Documento di origine.
La guerra globale alla droga è fallita: in Europa e negli Stati Uniti le sostanze in circolazione sono molto più pure e assai meno costose rispetto a venti anni fa. Lo stabilisce uno studio di ricercatori canadesi della University of British Columbia, in una ricerca commissionata dall’International Centre for Science in Drug Policy e pubblicata su varie riviste specializzate (qui la open version del prestigioso British Medical Journal). Nel periodo compreso dal 1990 al 2010 il prezzo di eroina, cocaina e hashish nelle strade europee e statunitensi è calato vertiginosamente dell’80%, mentre la purezza di queste sostanze è aumentata rispettivamente del 60, del 10 e del 160 percento. “Questi dati sono la dimostrazione che la guerra alla droga non ha avuto successo – spiega Evan Wood, capo dei ricercatori della British Columbia – Bisogna cominciare a pensare politiche che tutelino il benessere delle comunità, e considerare il consumo di droga come un problema di salute pubblica e non un comportamento criminale”.
I ricercatori spiegano di aver analizzato i dati in possesso delle autorità dei vari paesi e delle organizzazioni internazionali deputate alla lotta alla droga. E avvertono come l’aumento della purezza e l’abbassamento del prezzo, adeguato all’inflazione e ai salari, sono avvenuti nonostante rispetto a venti anni fa vengano sequestrate mediamente il doppio delle partite di droga legate al narcotraffico. Le conclusioni di questa ricerca sono state recepite favorevolmente da tutte le organizzazioni che si battono per la liberalizzazione o la depenalizzazione della droga, come la Drug Policy Alliance il cui presidente Ethan Nadelmann ha detto: “L’approccio proibizionista alla droga si è rivelato inefficace, inutilmente costoso e controproducente. Ha generato altissimi livelli di corruzione, di violenza e criminalità fallendo nel suo obiettivo principale, ovvero ridurre la disponibilità di droghe nelle strade”.

Dati forniti.

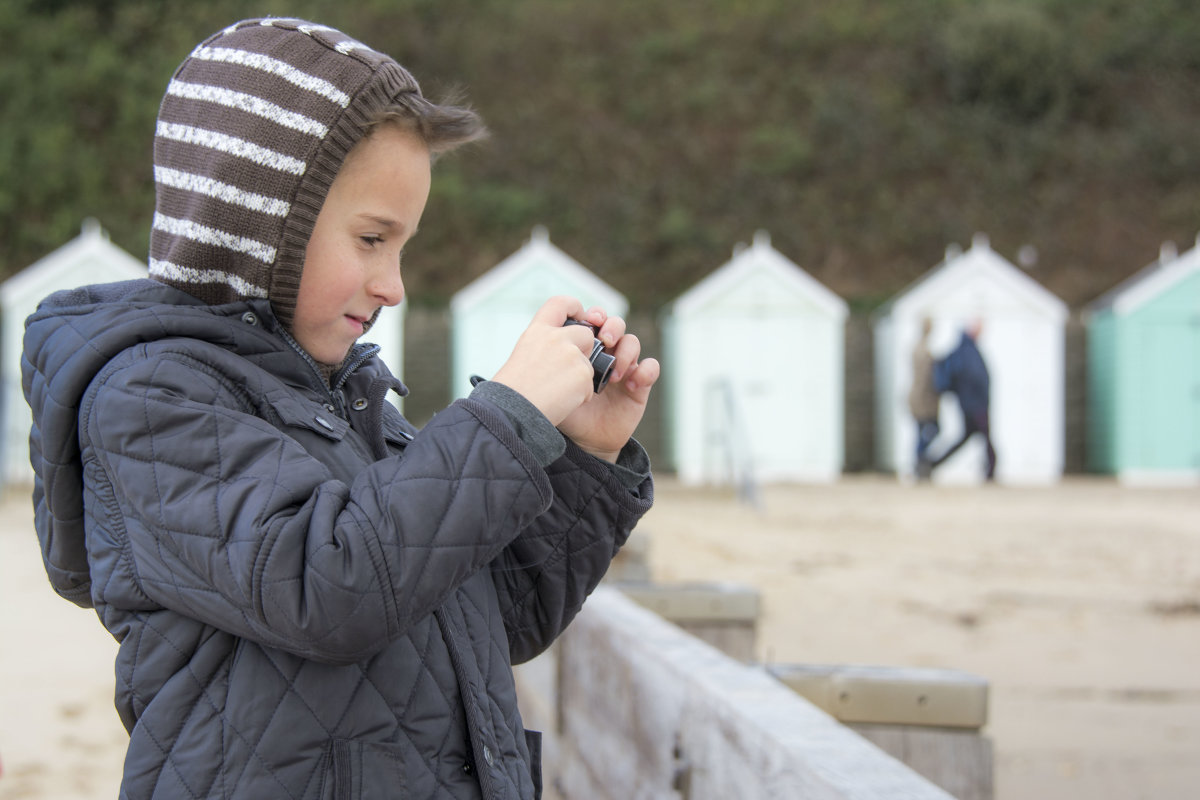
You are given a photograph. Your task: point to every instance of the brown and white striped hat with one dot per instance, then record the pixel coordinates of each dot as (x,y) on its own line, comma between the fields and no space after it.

Serie di compiti.
[a] Rispondi a queste domande sull'articolo sulla guerra alla droga:
(i) Di quanto è calato il prezzo di eroina, cocaina e hashish nelle strade europee e statunitensi tra il 1990 e il 2010?
(ii) Quale organizzazione ha commissionato la ricerca?
(iii) Rispetto a venti anni fa, quante partite di droga legate al narcotraffico vengono sequestrate mediamente?
[b] Prosegui l'articolo sulla guerra alla droga a partire dalla sua ultima frase.

Risultati per compito.
[a]
(i) Dell'80%.
(ii) L'International Centre for Science in Drug Policy.
(iii) Il doppio.

[b]
La ricerca segue di pochi giorni un report dell’Ufficio delle Nazioni Unite per il controllo della droga e la prevenzione del crimine (Unodc) che descrive uno spostamento nella mappa della produzione di cocaina. Per la prima volta negli ultimi vent’anni il Perù supera la Colombia. Nel 2012 infatti sono stati piantati oltre 24mila ettari di piante di coca in Perù, soprattutto nella zona andina orientale prossima a quella amazzonica di Brasile e Colombia. E benché in Perù ci sia stata una diminuzione del 3,4% su scala nazionale, il crollo del quasi 25% delle terre colombiane adibite alla coltivazione di coca fa diventare il Perù il maggior produttore a livello mondiale. La Colombia, che nei primi anni del secolo esportava il 90% della coca avendo raggiunto quasi 67mila ettari, è oggi seconda con 48mila. Segue la Bolivia con 10mila ettari circa.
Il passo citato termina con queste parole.